**Problem details**
Rewrite the entries as a numbered list, starting from their first line and ending with the line containing "pixel 1123 664", both included. Leave out blank lines and the pictures.

**Record excerpts**
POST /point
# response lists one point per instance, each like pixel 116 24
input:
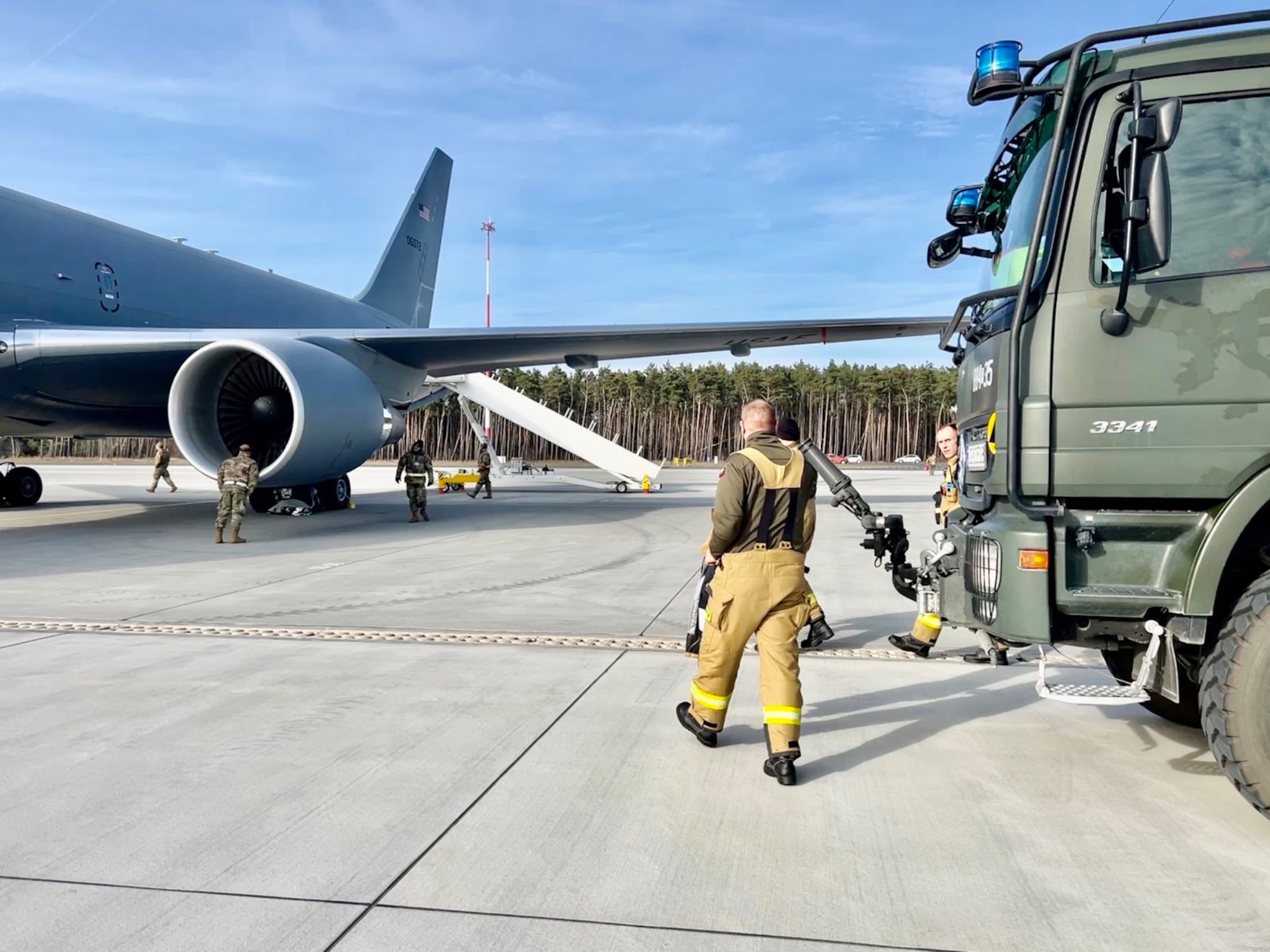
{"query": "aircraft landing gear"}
pixel 330 494
pixel 20 486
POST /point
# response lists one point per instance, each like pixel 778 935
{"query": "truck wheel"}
pixel 1125 663
pixel 1235 684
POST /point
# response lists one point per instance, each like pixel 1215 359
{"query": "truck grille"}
pixel 984 577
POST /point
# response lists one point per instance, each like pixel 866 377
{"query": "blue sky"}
pixel 664 161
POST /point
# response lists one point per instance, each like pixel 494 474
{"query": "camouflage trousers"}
pixel 232 507
pixel 417 493
pixel 162 474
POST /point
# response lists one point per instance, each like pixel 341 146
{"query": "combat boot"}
pixel 819 634
pixel 708 737
pixel 907 643
pixel 782 767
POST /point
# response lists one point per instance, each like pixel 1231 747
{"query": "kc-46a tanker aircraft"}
pixel 106 331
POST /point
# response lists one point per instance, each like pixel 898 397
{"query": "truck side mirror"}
pixel 1154 242
pixel 1147 200
pixel 944 249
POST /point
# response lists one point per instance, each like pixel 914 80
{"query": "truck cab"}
pixel 1114 371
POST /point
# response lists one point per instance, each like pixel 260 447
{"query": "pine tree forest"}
pixel 669 412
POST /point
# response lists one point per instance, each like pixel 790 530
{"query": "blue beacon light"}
pixel 998 68
pixel 965 208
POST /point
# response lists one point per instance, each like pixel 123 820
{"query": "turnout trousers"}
pixel 764 593
pixel 417 494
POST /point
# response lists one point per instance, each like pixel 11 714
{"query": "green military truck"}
pixel 1114 385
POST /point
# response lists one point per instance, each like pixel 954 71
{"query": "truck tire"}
pixel 1235 687
pixel 1123 664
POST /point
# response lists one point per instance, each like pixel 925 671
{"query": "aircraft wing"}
pixel 462 351
pixel 441 351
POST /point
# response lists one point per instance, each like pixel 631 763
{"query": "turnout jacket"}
pixel 238 473
pixel 417 466
pixel 737 515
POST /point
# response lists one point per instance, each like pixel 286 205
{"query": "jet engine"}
pixel 309 414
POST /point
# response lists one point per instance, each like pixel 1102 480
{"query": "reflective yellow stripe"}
pixel 783 715
pixel 713 701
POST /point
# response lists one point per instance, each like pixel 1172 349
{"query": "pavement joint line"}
pixel 178 890
pixel 32 642
pixel 690 930
pixel 436 638
pixel 472 805
pixel 298 576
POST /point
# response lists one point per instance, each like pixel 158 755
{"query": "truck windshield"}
pixel 1012 201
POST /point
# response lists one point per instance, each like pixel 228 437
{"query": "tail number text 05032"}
pixel 1123 427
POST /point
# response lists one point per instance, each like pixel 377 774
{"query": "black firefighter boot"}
pixel 708 737
pixel 819 634
pixel 782 767
pixel 907 643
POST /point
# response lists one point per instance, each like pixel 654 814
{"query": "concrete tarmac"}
pixel 359 764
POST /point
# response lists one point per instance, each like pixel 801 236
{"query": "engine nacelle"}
pixel 308 414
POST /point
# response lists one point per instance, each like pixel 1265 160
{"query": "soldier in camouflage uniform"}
pixel 483 464
pixel 236 480
pixel 163 456
pixel 417 466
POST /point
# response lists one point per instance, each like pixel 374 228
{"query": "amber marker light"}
pixel 1034 559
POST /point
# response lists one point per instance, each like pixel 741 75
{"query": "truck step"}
pixel 1102 695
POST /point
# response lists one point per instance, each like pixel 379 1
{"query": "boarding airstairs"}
pixel 629 470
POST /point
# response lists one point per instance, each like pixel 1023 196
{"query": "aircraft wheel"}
pixel 336 494
pixel 22 487
pixel 262 499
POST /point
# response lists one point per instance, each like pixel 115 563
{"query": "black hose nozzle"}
pixel 835 479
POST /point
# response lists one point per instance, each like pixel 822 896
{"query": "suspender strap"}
pixel 788 536
pixel 765 520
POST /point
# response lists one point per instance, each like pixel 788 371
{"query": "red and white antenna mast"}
pixel 488 228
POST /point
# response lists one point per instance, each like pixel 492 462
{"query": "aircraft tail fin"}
pixel 403 282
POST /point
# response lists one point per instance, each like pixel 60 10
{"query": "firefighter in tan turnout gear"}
pixel 948 499
pixel 763 525
pixel 819 628
pixel 417 469
pixel 483 464
pixel 236 480
pixel 163 456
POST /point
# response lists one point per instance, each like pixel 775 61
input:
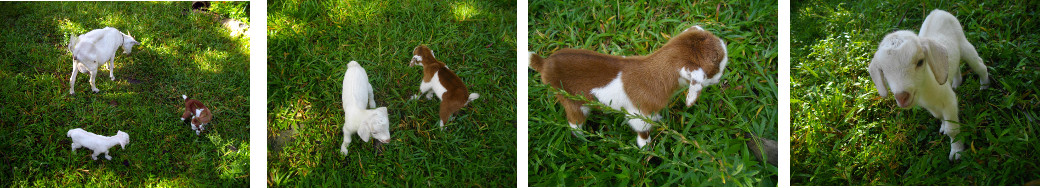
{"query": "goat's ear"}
pixel 937 59
pixel 878 77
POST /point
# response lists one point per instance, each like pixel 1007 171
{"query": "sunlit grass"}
pixel 464 10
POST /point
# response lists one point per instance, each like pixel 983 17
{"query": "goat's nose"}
pixel 903 99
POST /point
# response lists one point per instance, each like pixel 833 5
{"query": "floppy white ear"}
pixel 936 58
pixel 878 77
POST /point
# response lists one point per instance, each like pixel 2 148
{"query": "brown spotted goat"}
pixel 200 114
pixel 437 79
pixel 640 85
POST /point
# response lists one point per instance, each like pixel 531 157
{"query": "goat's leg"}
pixel 576 114
pixel 971 57
pixel 346 141
pixel 951 127
pixel 72 80
pixel 111 68
pixel 94 73
pixel 643 129
pixel 371 99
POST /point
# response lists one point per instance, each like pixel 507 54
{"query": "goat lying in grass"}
pixel 97 47
pixel 642 85
pixel 358 118
pixel 923 70
pixel 98 143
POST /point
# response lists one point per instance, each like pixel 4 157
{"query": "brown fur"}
pixel 457 95
pixel 649 80
pixel 190 106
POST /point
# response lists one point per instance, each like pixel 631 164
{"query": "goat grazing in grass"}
pixel 923 70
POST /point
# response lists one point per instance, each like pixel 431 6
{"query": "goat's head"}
pixel 123 138
pixel 905 62
pixel 419 54
pixel 709 59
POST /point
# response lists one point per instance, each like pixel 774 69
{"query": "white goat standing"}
pixel 923 70
pixel 97 47
pixel 357 118
pixel 100 144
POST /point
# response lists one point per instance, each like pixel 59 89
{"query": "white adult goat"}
pixel 97 47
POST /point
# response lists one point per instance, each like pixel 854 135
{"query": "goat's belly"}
pixel 613 95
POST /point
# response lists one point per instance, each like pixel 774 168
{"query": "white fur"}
pixel 97 47
pixel 358 118
pixel 939 49
pixel 98 143
pixel 434 87
pixel 614 95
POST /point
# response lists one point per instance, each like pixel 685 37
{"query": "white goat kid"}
pixel 100 144
pixel 97 47
pixel 367 123
pixel 923 70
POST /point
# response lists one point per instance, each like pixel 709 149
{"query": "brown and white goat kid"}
pixel 200 114
pixel 640 85
pixel 437 79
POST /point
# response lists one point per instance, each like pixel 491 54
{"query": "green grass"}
pixel 310 44
pixel 845 134
pixel 692 146
pixel 180 53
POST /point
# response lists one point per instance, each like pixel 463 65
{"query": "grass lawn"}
pixel 692 146
pixel 845 134
pixel 181 53
pixel 310 44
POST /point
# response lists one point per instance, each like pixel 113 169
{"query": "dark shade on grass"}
pixel 845 134
pixel 310 45
pixel 180 53
pixel 697 145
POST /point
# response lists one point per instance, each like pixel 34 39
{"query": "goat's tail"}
pixel 536 61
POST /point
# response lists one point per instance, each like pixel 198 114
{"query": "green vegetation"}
pixel 310 44
pixel 845 134
pixel 692 146
pixel 181 53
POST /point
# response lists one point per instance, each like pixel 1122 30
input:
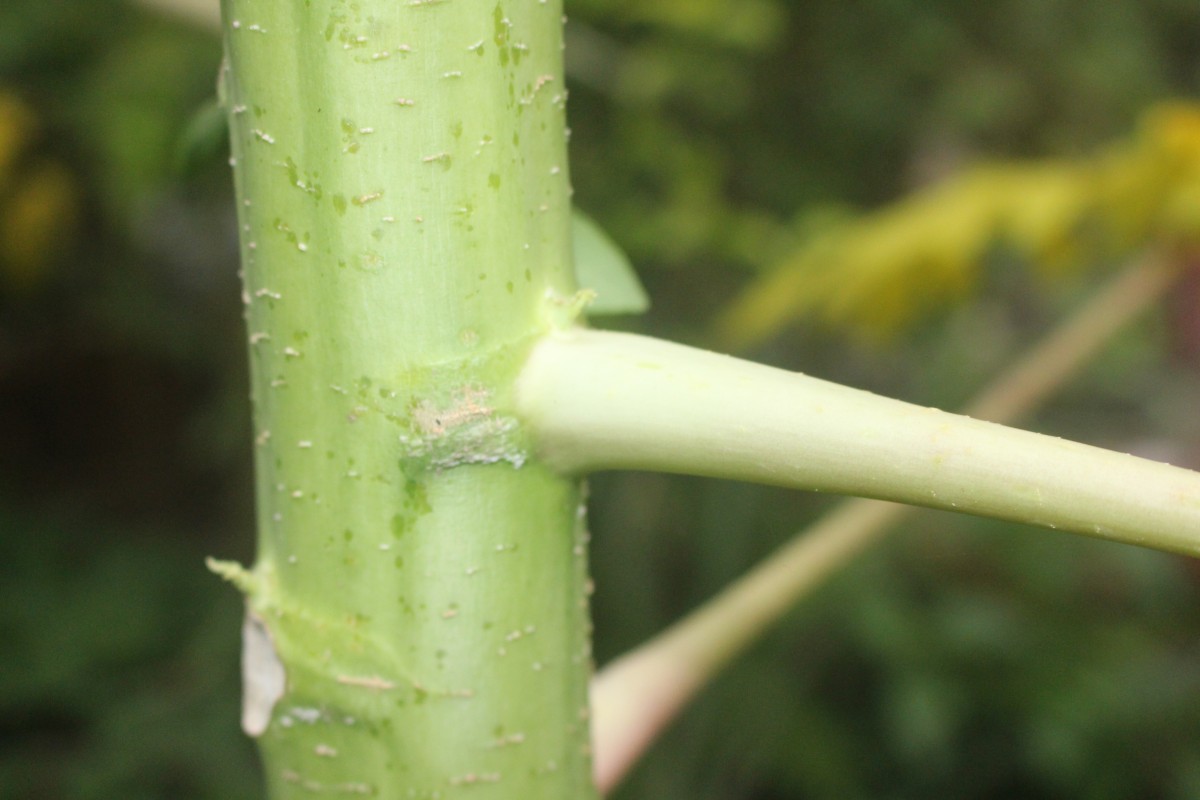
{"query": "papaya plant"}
pixel 427 400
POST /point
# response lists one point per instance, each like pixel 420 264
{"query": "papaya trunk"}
pixel 417 621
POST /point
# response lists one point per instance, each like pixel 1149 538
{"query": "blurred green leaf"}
pixel 600 265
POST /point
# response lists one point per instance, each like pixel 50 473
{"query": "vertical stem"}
pixel 417 617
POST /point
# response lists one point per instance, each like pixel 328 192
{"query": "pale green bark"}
pixel 613 401
pixel 403 202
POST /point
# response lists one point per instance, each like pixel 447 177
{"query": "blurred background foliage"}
pixel 742 151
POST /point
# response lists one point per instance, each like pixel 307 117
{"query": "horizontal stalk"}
pixel 613 401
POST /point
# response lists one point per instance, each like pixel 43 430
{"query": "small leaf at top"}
pixel 600 265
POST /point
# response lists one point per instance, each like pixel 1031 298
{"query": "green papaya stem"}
pixel 599 400
pixel 636 696
pixel 418 620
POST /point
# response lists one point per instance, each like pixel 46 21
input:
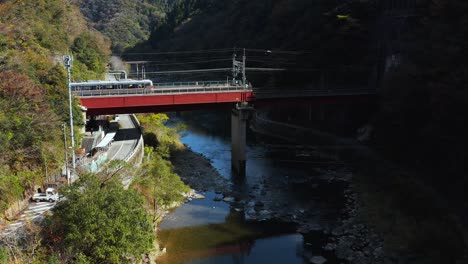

**Exercise solution**
1. POST /point
2. # response lists one point per instance, each like pixel 116 24
3. input:
4. {"query": "aircraft landing gear"}
5. pixel 330 494
6. pixel 20 486
7. POST /point
8. # response lists one point per instance, each like pixel 778 935
9. {"query": "truck wheel"}
10. pixel 1125 663
11. pixel 1235 684
12. POST /point
13. # response lists one point per instance, each like pixel 1215 359
14. {"query": "truck grille"}
15. pixel 984 577
16. POST /point
17. # response lists one point per instance, each like pixel 866 377
18. {"query": "blue sky"}
19. pixel 664 161
20. POST /point
21. # response lists one point per instance, each like pixel 494 474
22. {"query": "camouflage trousers"}
23. pixel 232 507
24. pixel 417 493
25. pixel 162 474
26. POST /point
27. # response lists one point per instance, each like pixel 341 146
28. {"query": "combat boot"}
29. pixel 819 634
30. pixel 708 737
31. pixel 907 643
32. pixel 782 767
33. POST /point
34. # response lists one point per instance, each like pixel 1231 747
35. {"query": "kc-46a tanker aircraft"}
36. pixel 106 331
37. POST /point
38. # response lists one point per instance, each like pixel 898 397
39. {"query": "truck side mirror"}
40. pixel 1154 242
41. pixel 1147 200
42. pixel 944 249
43. POST /point
44. # response lists one point per instance, each like pixel 914 80
45. {"query": "truck cab"}
46. pixel 1114 371
47. POST /point
48. # response lists one point per instance, each like pixel 260 447
49. {"query": "pine tree forest"}
50. pixel 669 412
51. POST /point
52. # response lists one point per instance, each like pixel 790 530
53. {"query": "blue beacon light"}
54. pixel 998 68
55. pixel 965 208
56. POST /point
57. # response lists one point per instance, each like pixel 123 820
58. {"query": "turnout trousers"}
59. pixel 764 593
60. pixel 417 494
61. POST /point
62. # response lists one point per instance, each like pixel 11 714
63. {"query": "green military truck"}
64. pixel 1114 385
65. POST /point
66. # response lists one point per instance, each like pixel 954 71
67. {"query": "truck tire"}
68. pixel 1235 687
69. pixel 1123 664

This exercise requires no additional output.